WORK TASK
Going through the entries below, work out how many lines have the string "valley" in them. Give the number and nothing more.
(MATERIAL PROVIDED Opens)
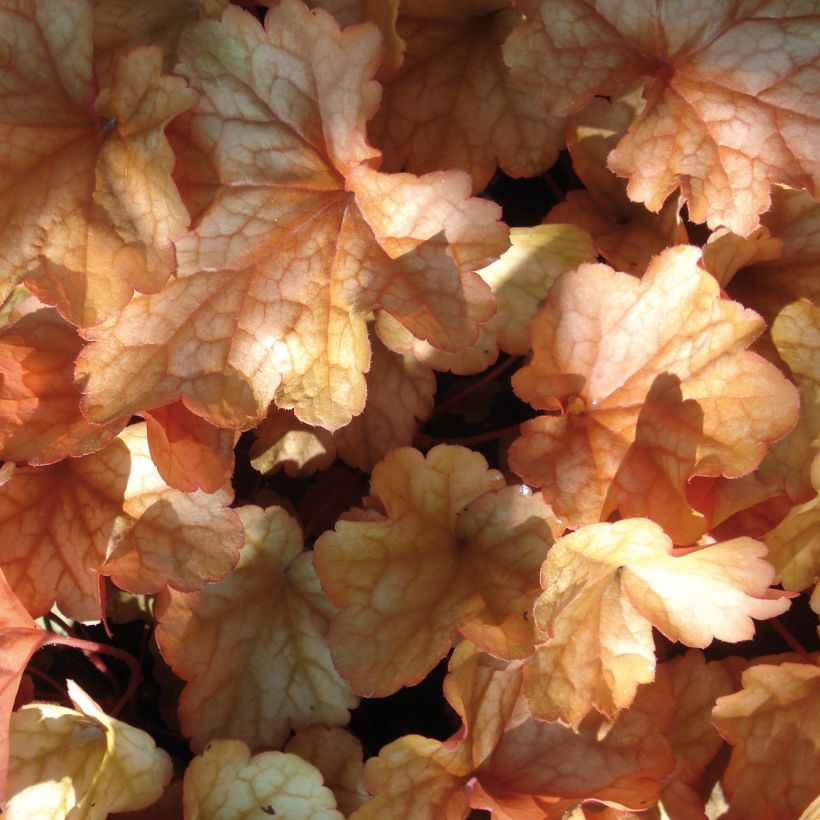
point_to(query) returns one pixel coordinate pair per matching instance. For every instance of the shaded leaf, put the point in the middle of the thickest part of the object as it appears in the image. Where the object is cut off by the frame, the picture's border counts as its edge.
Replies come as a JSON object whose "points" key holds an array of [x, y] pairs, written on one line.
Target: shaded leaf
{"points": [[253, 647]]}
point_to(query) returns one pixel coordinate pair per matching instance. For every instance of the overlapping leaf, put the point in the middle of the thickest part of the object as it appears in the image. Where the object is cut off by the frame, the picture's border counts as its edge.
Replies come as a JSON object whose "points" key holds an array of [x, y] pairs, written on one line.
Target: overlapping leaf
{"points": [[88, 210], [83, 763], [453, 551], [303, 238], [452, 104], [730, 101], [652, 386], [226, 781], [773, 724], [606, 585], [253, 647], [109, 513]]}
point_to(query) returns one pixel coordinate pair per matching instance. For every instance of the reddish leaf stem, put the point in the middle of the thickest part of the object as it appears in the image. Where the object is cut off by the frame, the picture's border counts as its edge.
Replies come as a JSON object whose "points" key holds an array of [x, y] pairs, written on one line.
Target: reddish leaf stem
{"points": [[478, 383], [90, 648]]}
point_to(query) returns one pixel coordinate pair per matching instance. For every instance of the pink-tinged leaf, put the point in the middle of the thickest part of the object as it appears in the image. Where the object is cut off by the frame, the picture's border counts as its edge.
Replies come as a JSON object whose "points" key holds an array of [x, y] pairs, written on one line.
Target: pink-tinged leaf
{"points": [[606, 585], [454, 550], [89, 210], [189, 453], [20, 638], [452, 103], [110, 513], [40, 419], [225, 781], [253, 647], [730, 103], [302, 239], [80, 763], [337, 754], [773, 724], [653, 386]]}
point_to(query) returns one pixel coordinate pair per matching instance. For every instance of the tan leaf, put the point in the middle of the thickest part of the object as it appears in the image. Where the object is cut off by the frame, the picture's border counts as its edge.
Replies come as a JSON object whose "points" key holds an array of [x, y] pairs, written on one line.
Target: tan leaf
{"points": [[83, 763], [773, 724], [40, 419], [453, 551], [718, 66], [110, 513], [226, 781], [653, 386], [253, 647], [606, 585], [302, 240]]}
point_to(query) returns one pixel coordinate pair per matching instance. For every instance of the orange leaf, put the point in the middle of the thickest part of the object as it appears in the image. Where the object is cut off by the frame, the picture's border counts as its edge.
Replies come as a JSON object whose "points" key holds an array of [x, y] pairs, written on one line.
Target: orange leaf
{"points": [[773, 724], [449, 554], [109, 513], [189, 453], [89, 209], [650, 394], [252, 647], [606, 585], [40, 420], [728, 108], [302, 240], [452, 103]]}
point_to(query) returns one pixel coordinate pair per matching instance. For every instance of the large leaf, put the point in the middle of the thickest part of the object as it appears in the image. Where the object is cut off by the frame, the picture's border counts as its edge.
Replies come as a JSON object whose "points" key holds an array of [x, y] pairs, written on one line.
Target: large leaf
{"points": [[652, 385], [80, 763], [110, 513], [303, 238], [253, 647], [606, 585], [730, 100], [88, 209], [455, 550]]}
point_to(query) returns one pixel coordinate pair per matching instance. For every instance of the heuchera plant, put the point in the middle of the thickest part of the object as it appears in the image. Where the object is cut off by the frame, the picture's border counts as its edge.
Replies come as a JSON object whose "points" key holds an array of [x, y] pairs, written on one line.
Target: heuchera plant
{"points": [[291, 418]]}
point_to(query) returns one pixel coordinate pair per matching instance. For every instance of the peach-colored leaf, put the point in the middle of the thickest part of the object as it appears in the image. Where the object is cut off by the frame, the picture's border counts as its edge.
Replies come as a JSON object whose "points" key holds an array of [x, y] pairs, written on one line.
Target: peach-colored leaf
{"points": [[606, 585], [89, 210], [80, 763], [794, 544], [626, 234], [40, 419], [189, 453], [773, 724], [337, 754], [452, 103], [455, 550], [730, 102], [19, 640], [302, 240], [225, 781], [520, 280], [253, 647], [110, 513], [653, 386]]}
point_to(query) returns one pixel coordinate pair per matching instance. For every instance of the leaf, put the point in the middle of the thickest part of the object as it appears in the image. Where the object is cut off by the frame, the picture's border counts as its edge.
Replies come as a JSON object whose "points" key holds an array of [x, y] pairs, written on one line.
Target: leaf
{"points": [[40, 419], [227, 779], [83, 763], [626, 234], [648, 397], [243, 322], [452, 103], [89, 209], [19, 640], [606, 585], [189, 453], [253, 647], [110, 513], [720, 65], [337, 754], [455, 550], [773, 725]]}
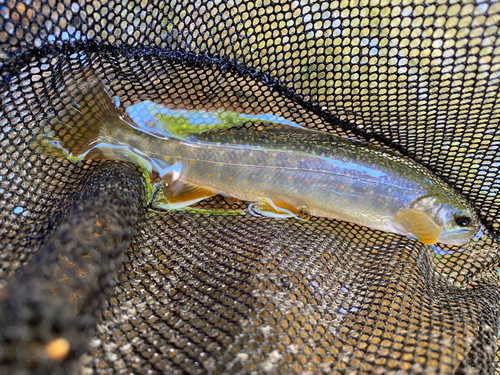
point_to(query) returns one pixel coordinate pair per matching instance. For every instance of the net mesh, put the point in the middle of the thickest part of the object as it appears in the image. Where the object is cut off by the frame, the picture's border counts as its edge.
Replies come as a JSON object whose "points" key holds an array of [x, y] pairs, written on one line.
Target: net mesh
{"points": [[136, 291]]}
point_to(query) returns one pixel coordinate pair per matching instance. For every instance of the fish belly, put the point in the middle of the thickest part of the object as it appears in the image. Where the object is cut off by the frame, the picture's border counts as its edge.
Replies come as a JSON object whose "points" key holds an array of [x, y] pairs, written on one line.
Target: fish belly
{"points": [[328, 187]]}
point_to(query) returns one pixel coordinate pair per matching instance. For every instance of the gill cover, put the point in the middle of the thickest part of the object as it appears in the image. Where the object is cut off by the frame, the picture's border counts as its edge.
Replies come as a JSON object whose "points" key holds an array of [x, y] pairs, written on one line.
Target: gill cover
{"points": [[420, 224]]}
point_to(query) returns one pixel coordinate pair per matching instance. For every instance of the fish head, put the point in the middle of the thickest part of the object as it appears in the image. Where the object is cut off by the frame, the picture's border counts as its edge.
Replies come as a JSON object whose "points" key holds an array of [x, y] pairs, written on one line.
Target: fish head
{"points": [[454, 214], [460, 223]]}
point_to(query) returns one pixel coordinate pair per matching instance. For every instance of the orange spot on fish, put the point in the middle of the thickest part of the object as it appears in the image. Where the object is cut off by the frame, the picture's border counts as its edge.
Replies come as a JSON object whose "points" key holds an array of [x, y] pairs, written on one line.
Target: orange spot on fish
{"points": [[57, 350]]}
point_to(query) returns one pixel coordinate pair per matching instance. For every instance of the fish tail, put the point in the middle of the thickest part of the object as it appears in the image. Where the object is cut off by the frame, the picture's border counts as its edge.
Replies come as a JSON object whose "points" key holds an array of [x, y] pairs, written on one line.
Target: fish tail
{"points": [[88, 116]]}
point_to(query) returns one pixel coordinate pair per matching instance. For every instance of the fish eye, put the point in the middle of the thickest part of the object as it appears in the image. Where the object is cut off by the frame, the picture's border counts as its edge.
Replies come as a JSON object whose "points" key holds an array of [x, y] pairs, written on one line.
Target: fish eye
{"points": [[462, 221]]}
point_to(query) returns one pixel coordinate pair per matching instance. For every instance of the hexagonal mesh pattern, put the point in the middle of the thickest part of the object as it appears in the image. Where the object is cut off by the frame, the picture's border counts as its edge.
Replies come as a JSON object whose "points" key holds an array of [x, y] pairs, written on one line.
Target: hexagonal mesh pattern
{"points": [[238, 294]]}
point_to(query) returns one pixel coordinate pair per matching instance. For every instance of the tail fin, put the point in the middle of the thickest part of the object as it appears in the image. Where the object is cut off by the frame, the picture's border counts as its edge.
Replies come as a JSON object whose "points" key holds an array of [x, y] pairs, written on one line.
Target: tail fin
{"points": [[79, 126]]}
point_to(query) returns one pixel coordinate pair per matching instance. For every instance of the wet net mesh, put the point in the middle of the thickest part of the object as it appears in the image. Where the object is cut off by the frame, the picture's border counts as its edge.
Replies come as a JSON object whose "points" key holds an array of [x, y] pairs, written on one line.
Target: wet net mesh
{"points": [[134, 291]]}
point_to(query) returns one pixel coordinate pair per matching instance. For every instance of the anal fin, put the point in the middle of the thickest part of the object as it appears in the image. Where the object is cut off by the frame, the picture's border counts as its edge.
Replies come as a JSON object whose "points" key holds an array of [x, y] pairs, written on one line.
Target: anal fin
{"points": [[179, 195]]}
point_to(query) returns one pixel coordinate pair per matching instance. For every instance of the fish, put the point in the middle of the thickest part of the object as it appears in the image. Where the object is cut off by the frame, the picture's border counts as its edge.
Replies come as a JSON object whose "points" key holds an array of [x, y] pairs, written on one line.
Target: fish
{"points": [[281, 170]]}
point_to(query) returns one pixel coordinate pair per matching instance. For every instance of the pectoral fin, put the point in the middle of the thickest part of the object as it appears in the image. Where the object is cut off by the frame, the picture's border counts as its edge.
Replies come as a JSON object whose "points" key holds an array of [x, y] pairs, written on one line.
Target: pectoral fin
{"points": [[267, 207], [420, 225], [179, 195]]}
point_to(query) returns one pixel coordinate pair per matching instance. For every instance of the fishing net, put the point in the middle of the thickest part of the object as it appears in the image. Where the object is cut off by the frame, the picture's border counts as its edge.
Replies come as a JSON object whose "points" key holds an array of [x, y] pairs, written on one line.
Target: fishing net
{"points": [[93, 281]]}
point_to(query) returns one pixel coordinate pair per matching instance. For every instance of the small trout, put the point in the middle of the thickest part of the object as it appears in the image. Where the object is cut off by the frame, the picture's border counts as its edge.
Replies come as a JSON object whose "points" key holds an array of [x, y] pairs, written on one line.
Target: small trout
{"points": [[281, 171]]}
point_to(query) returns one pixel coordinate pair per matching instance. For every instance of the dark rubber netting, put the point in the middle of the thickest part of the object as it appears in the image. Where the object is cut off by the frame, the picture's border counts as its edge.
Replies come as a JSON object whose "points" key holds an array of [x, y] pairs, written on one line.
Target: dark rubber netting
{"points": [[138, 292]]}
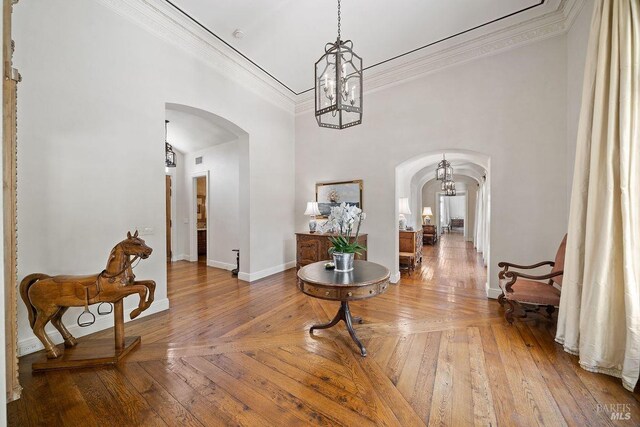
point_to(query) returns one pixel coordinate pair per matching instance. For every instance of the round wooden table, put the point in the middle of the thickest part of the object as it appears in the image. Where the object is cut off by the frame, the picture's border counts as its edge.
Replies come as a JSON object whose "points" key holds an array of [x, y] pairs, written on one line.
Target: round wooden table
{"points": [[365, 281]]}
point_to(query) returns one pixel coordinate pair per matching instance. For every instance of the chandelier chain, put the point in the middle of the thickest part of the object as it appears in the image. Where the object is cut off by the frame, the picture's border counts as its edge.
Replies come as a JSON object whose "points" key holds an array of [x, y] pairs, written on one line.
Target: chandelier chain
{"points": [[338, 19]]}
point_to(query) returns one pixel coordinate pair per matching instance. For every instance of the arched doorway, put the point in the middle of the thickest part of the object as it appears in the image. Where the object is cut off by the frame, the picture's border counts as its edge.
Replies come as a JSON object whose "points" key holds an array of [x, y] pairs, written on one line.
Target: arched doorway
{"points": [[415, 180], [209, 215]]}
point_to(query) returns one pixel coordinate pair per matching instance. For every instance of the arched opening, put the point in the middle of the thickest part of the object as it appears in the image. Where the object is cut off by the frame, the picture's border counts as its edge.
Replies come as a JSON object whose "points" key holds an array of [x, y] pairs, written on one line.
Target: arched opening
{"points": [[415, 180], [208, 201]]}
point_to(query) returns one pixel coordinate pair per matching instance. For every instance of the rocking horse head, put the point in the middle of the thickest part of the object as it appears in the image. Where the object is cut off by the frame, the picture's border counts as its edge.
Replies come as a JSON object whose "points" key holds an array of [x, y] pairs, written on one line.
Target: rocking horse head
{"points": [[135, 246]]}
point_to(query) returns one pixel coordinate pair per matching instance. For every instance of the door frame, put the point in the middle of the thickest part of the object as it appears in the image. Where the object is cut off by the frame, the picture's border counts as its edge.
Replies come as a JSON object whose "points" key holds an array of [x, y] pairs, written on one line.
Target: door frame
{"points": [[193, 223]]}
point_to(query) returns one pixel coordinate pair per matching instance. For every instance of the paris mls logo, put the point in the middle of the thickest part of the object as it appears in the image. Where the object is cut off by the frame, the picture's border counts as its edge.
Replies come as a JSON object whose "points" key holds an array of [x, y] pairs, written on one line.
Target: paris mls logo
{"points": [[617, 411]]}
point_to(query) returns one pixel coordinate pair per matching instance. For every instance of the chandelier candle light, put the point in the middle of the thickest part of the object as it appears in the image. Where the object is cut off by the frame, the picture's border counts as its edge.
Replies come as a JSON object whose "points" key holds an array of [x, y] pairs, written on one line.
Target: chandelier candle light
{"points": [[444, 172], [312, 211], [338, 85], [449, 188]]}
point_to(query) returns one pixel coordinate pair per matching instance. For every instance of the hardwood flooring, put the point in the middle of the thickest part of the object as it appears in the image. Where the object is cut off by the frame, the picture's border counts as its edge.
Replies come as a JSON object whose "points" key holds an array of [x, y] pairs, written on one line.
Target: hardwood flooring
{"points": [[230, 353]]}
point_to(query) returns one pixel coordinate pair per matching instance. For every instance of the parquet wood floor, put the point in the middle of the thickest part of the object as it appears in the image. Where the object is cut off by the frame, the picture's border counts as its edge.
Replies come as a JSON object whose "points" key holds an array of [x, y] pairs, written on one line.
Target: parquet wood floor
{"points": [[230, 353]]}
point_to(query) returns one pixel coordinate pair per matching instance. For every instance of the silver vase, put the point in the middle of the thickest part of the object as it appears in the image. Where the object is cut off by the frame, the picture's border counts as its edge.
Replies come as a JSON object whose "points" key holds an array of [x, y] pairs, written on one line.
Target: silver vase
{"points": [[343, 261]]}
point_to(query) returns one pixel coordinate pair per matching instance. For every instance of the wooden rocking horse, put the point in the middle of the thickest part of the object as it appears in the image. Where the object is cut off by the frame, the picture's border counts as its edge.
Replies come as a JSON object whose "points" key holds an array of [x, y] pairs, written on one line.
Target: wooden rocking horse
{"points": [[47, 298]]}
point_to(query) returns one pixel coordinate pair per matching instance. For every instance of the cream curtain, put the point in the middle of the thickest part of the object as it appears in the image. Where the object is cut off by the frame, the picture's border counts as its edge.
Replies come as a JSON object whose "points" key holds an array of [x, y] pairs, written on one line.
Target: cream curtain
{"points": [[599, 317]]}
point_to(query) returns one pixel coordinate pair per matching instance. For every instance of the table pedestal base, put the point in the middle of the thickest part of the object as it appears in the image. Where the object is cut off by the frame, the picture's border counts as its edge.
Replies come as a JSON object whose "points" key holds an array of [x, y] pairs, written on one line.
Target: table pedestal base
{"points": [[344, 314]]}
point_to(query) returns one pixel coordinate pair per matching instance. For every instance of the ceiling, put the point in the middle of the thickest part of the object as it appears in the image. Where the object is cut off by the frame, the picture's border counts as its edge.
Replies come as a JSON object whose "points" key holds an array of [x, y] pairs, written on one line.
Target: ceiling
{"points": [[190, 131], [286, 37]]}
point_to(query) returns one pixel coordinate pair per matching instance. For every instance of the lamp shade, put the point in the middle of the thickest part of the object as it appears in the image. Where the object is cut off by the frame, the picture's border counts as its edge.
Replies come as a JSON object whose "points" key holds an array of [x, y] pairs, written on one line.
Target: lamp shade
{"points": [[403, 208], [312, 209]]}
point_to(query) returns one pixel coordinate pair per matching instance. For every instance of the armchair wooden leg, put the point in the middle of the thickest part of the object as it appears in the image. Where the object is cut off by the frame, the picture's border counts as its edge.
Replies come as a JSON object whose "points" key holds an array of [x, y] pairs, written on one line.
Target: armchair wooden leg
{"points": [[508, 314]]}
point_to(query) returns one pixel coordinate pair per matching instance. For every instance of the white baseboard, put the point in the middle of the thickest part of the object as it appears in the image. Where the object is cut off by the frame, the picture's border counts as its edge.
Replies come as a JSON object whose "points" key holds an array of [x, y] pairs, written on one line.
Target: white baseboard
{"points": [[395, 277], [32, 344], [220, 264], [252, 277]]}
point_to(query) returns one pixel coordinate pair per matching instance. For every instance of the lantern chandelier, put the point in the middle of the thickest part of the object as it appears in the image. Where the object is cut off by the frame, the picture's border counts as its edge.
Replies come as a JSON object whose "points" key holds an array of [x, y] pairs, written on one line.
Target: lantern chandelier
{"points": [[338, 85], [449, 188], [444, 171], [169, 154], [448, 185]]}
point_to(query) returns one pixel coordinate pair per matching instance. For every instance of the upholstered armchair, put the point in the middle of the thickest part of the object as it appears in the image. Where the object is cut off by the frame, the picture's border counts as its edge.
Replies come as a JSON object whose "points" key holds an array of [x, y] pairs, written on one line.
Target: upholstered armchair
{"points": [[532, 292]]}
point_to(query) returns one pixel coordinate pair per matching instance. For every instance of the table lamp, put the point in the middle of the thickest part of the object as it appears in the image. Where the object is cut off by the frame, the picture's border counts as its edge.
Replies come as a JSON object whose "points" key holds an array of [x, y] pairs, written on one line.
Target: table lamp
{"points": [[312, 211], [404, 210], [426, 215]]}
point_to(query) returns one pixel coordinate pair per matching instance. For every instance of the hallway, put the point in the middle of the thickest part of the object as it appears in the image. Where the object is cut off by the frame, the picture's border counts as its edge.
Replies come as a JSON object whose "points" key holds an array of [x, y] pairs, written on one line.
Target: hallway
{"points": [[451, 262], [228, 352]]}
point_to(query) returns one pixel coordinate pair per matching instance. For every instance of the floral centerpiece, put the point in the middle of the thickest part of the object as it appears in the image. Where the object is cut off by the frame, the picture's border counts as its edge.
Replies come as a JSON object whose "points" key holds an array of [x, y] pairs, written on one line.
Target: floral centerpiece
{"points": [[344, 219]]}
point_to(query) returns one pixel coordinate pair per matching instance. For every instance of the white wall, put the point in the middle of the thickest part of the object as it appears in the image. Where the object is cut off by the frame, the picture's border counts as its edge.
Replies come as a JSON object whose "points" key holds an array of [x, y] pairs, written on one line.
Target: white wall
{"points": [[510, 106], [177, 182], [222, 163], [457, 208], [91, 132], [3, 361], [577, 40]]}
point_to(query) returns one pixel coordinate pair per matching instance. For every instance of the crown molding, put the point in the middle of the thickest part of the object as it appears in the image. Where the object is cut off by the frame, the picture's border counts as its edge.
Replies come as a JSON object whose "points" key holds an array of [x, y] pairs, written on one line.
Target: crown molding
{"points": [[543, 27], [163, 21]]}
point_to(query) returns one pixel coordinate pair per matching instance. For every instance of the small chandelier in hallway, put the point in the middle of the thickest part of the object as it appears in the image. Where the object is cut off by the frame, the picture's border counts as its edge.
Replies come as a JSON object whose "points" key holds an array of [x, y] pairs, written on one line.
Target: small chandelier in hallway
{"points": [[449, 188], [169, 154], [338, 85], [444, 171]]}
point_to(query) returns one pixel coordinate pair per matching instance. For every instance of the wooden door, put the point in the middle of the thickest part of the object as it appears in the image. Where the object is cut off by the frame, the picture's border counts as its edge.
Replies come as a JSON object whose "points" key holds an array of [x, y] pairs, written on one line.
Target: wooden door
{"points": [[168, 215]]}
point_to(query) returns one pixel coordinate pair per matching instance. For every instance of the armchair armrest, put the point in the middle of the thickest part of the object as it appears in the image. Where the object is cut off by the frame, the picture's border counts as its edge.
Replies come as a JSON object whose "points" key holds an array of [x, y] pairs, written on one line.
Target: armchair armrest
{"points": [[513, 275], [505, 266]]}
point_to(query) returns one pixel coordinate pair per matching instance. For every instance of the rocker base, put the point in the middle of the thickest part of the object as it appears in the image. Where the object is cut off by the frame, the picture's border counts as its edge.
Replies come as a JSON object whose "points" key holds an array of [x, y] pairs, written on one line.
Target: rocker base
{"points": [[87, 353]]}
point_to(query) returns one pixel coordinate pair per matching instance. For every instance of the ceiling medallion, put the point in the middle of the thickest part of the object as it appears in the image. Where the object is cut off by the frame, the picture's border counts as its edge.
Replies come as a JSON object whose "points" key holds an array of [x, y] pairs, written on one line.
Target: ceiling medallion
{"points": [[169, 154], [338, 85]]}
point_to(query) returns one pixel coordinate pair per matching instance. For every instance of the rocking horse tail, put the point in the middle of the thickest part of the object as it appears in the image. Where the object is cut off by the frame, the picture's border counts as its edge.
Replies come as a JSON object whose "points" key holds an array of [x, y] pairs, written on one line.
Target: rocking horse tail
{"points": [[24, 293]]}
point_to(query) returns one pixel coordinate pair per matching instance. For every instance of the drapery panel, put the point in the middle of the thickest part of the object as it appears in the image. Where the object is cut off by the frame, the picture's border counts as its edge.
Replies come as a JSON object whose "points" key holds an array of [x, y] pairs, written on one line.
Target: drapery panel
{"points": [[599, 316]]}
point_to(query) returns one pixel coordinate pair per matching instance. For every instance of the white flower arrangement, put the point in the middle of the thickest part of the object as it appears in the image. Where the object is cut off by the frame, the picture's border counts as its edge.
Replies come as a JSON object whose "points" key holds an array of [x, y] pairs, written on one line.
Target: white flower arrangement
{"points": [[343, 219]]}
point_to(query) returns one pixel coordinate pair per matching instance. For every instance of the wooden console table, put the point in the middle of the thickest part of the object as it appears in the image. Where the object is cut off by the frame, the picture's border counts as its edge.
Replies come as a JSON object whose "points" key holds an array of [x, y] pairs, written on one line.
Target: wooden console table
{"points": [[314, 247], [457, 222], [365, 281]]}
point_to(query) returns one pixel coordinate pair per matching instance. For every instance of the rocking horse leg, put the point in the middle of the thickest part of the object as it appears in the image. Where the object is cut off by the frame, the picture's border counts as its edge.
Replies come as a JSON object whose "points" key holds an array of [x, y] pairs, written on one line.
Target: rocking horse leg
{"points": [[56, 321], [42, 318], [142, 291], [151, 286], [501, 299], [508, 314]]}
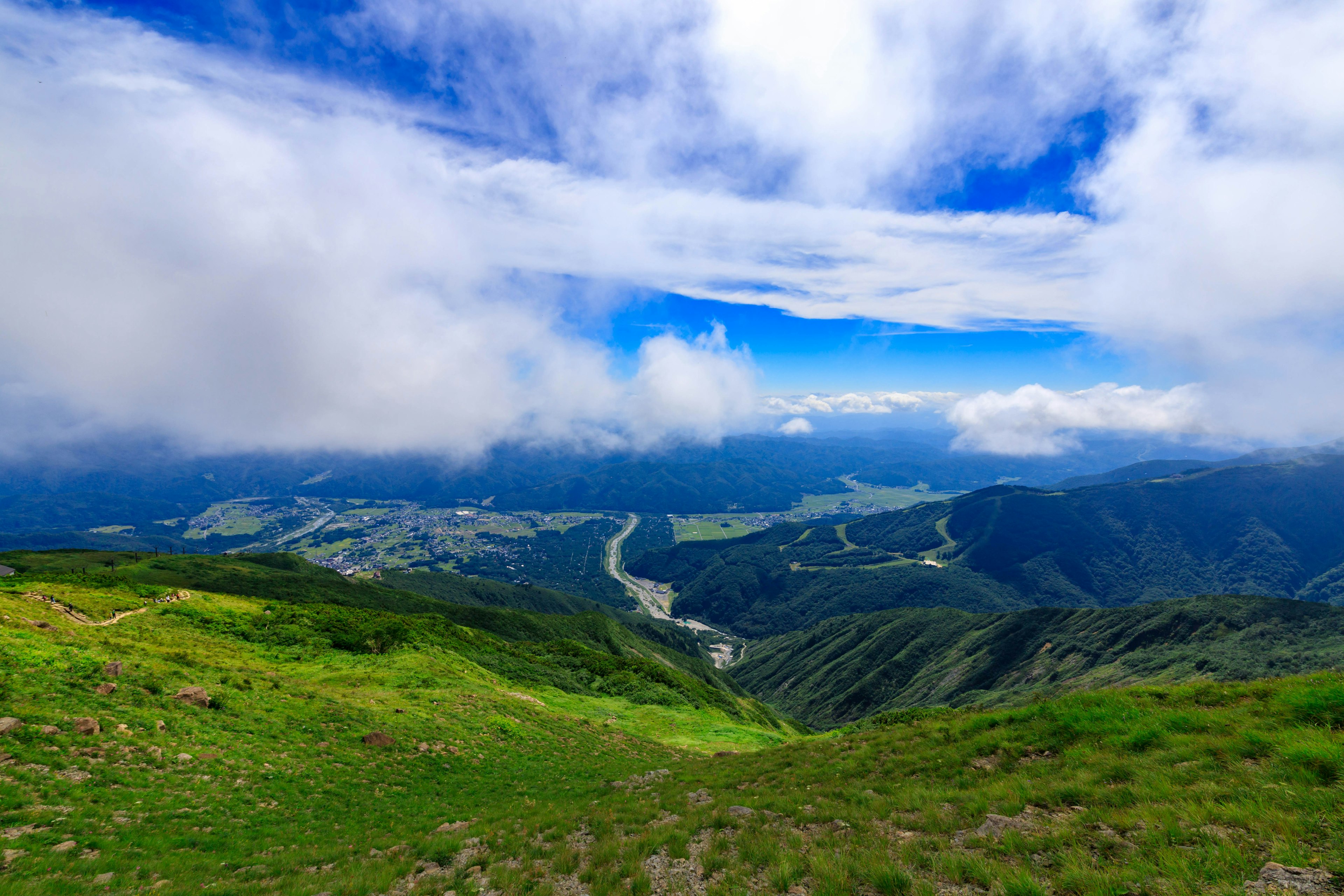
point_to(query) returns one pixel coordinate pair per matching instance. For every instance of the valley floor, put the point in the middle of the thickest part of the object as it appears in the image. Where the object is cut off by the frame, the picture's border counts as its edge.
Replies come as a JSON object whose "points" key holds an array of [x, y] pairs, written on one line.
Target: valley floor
(MATERIAL PROVIDED Closes)
YOUR RESPONSE
2